> Work instructions
Copy the line containing "door frame, which", then all lines after it up to and including the final line of the material, exactly and without additions.

** Begin Available records **

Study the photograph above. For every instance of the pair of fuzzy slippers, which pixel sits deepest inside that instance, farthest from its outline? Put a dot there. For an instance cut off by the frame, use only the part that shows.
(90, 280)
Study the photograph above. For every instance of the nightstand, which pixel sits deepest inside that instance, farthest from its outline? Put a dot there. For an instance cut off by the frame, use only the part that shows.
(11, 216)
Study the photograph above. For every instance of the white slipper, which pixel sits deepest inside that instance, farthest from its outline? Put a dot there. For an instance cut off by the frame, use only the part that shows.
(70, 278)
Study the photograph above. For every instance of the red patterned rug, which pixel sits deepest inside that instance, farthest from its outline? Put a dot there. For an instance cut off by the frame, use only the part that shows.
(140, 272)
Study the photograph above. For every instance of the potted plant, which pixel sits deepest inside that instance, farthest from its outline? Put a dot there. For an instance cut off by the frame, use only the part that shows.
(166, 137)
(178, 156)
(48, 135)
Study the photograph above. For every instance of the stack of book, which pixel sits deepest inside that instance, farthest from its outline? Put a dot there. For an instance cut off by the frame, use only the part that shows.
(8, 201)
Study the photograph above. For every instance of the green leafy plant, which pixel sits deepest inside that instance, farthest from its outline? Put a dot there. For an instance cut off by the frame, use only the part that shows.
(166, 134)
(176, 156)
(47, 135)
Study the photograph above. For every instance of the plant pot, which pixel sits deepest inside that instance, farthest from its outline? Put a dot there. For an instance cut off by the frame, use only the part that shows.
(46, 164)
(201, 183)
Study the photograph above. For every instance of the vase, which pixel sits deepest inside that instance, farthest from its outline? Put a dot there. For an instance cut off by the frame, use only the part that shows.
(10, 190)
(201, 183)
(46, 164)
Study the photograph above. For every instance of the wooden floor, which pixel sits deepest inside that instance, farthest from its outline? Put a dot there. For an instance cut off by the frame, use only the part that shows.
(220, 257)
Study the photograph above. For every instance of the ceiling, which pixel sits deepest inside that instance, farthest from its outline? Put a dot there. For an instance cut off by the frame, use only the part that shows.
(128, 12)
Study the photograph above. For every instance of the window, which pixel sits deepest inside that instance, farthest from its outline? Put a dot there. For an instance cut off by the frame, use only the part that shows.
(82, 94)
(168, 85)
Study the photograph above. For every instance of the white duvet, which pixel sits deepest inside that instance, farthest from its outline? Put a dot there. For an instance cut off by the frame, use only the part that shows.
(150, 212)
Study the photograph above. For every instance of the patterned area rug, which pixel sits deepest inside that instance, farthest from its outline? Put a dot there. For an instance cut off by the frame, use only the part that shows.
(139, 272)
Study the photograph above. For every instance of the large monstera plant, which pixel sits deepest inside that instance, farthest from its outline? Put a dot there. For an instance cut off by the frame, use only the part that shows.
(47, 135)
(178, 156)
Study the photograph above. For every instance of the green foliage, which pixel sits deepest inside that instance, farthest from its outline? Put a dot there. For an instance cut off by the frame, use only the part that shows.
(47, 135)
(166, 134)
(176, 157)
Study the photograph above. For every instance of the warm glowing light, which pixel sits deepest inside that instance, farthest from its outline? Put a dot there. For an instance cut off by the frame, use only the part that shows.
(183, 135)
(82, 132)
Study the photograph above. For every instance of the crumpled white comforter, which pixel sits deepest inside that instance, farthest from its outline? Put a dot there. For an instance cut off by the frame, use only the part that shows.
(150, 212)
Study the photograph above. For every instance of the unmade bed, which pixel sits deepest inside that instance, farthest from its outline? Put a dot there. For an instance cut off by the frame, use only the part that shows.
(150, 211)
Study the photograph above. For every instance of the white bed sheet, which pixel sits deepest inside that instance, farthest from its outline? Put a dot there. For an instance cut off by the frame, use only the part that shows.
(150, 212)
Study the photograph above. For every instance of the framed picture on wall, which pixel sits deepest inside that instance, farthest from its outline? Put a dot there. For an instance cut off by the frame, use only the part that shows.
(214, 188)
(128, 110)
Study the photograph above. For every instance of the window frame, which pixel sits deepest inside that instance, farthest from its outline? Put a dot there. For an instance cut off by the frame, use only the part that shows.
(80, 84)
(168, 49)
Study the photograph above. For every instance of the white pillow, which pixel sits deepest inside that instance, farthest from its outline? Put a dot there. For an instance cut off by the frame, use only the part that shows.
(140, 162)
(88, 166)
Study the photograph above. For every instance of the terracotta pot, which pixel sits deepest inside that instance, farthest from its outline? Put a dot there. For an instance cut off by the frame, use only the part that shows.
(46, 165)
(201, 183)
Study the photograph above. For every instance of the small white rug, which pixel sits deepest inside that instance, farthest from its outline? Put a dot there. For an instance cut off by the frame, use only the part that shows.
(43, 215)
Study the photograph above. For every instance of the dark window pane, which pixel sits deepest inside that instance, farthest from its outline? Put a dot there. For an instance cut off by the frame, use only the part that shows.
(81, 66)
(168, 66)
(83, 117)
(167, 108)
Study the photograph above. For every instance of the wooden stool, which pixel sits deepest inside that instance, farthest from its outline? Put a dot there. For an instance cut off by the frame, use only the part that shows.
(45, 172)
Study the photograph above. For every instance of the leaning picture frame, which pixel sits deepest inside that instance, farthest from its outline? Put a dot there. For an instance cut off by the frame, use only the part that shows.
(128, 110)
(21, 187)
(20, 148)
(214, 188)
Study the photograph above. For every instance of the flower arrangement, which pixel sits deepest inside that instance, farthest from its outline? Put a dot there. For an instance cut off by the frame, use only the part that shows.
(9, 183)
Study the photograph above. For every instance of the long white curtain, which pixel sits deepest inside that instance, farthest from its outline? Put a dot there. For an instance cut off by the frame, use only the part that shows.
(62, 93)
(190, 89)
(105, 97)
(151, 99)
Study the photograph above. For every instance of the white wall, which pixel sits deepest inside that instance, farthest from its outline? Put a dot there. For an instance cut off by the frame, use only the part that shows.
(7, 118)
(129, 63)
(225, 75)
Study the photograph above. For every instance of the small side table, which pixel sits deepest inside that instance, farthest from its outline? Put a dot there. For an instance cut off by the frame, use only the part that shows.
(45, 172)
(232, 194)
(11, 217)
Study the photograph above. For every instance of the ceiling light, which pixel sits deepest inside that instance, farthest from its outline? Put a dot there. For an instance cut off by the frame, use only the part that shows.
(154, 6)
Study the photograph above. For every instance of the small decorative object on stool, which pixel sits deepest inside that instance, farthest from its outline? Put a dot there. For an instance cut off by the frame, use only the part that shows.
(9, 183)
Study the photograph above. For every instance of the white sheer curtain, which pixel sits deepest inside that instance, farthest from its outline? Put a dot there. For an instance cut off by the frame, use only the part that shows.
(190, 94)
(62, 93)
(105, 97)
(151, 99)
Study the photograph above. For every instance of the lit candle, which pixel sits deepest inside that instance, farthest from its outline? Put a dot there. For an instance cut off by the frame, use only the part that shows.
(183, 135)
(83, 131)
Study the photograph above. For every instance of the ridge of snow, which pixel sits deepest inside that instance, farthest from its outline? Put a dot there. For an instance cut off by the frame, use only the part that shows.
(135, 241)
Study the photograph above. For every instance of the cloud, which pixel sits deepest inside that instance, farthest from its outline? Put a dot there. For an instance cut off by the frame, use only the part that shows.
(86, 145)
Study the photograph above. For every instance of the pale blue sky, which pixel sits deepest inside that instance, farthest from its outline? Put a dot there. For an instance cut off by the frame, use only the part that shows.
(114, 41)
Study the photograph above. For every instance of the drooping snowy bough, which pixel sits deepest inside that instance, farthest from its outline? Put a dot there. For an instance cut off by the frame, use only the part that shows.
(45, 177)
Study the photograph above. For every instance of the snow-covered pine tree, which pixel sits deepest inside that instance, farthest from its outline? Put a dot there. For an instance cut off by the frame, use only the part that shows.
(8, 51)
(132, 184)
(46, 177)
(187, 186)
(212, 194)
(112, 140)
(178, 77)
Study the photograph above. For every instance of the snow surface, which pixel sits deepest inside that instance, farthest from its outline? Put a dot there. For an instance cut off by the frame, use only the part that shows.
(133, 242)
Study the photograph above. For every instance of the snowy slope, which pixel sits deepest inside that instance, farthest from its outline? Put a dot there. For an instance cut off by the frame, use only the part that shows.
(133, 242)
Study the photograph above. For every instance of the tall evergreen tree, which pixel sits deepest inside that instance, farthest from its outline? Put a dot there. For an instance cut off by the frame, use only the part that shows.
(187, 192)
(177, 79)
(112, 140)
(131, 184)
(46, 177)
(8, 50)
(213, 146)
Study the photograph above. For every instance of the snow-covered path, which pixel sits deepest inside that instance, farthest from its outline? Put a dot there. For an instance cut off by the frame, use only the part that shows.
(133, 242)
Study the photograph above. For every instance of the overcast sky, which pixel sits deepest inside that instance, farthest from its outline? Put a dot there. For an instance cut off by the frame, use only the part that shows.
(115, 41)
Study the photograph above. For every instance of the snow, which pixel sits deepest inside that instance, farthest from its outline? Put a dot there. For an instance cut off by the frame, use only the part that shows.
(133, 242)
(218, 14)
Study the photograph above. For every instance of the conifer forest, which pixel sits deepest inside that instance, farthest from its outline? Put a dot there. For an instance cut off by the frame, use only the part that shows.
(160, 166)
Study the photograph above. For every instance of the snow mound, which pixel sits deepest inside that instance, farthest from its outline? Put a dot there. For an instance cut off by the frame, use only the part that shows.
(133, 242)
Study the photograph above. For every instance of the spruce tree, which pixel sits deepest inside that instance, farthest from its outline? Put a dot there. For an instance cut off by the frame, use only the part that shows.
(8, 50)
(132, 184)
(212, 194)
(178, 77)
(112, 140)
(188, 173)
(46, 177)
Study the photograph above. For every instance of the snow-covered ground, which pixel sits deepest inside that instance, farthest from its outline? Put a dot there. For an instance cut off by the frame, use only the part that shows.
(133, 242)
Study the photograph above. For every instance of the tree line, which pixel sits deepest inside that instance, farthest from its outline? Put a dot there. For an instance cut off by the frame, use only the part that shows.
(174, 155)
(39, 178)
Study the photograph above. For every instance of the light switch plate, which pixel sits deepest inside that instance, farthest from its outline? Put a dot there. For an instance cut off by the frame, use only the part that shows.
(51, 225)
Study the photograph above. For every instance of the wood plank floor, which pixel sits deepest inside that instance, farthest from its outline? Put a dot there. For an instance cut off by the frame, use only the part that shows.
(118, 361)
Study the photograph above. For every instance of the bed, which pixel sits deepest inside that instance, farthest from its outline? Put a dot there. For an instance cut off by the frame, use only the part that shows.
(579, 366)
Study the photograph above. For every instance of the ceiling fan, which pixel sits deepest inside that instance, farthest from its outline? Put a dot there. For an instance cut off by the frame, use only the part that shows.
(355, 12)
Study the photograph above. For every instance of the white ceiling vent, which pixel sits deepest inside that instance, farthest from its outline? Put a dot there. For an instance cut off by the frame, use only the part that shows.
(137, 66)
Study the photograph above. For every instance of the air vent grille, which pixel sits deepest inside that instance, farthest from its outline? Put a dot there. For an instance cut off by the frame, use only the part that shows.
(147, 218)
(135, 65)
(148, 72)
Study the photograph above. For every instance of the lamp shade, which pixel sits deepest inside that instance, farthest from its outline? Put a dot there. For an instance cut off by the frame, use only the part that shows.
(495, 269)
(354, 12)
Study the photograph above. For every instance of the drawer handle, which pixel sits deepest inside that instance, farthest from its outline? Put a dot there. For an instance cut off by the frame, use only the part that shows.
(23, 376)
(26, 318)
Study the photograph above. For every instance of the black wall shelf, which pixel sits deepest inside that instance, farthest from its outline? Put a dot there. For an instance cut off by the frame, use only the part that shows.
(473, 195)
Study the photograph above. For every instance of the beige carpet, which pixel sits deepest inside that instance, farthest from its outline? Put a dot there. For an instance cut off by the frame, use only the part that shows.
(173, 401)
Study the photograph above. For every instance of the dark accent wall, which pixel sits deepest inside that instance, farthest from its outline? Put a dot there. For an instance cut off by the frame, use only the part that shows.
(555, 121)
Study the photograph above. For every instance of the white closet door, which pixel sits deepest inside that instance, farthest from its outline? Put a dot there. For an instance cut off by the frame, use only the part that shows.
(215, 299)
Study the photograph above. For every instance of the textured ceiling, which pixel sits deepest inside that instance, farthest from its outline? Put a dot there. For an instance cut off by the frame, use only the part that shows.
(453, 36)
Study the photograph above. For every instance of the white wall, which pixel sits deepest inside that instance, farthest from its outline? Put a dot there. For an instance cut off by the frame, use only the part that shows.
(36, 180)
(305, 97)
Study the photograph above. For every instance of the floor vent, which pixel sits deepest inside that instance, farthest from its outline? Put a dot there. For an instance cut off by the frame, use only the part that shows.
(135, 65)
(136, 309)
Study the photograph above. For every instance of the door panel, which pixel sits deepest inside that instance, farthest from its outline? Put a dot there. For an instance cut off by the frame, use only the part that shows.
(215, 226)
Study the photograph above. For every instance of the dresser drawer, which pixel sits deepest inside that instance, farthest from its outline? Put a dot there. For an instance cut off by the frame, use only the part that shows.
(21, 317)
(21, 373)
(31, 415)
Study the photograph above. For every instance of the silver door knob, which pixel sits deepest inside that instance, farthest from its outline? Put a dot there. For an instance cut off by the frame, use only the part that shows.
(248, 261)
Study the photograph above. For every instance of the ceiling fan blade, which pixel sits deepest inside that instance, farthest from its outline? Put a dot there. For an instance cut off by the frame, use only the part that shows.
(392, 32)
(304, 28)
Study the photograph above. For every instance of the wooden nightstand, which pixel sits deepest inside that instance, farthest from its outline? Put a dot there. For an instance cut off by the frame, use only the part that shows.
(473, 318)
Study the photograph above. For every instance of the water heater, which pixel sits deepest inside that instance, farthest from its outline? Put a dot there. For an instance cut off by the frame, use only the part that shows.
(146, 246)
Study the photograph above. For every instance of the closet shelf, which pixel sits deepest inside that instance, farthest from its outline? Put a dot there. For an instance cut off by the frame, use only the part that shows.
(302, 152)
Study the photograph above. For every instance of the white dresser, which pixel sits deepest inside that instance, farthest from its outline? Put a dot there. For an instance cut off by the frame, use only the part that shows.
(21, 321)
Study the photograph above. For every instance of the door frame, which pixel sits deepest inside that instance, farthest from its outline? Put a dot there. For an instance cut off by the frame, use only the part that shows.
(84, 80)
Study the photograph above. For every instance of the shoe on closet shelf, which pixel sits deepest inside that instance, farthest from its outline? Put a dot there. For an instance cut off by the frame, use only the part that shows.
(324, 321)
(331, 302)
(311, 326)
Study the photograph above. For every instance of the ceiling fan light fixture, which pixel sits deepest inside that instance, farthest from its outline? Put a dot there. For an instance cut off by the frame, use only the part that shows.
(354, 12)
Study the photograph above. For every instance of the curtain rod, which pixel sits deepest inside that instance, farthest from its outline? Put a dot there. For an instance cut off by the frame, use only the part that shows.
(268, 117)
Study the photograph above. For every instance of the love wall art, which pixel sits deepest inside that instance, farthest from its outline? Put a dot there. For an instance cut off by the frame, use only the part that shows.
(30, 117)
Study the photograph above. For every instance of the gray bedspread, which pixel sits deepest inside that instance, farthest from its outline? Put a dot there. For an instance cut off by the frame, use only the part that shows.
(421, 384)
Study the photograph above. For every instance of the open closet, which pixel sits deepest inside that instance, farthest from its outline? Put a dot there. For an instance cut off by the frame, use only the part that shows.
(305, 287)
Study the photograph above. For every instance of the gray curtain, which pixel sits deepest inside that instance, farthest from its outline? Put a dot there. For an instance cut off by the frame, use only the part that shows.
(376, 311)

** End Available records **

> Task answer
Study the photograph above. For every instance of the door frame, which pixel sits deepest inside that instance, farthest from its outline? Put a dot there. For an instance cut off by the frame, use only the part that shows.
(84, 80)
Study the photograph above. For every instance of the shoe on closet shelf, which pixel sits deepest inside that instance, farthest from its outline? Put a dot there. For an instance cut off by the frame, use only the part that shows.
(324, 321)
(331, 302)
(311, 326)
Study the photograph above. For every instance of the ceiling fan light fixture, which pixel sits deepest inside that instance, farthest from its outline? Put a dot there. For an instance cut off by the frame, use only the part that shows.
(354, 12)
Study the photograph above. For every instance of the curtain rod, which pixel sits deepest inside that instance, farthest from its outline? Put a dot there. For an instance cut off by the frame, use only the part that shows.
(268, 117)
Study the photograph above. For every instance of the love wall art, which pixel sits deepest inside that instance, farthest from its outline? Put a dot there. For an instance cut off by the frame, use only the part that shows.
(30, 117)
Study the photograph above. For every instance of the gray bedspread, which pixel sits deepest inside that instance, farthest from its outline? Put a dot there. For an instance cut off by the frame, use only the part that shows.
(421, 384)
Study the photograph above. For every instance of the open closet, which pixel sits deepest inside that instance, farthest from its outline? Put a dot there. For an instance cut off by the frame, use only the part that shows.
(305, 287)
Study the photograph above. For every instance of the gray curtain, which pixel sits deepest inside that instance, farthest from its outline? Put a dot there. For an instance cut off by the frame, use only the part that shows.
(376, 311)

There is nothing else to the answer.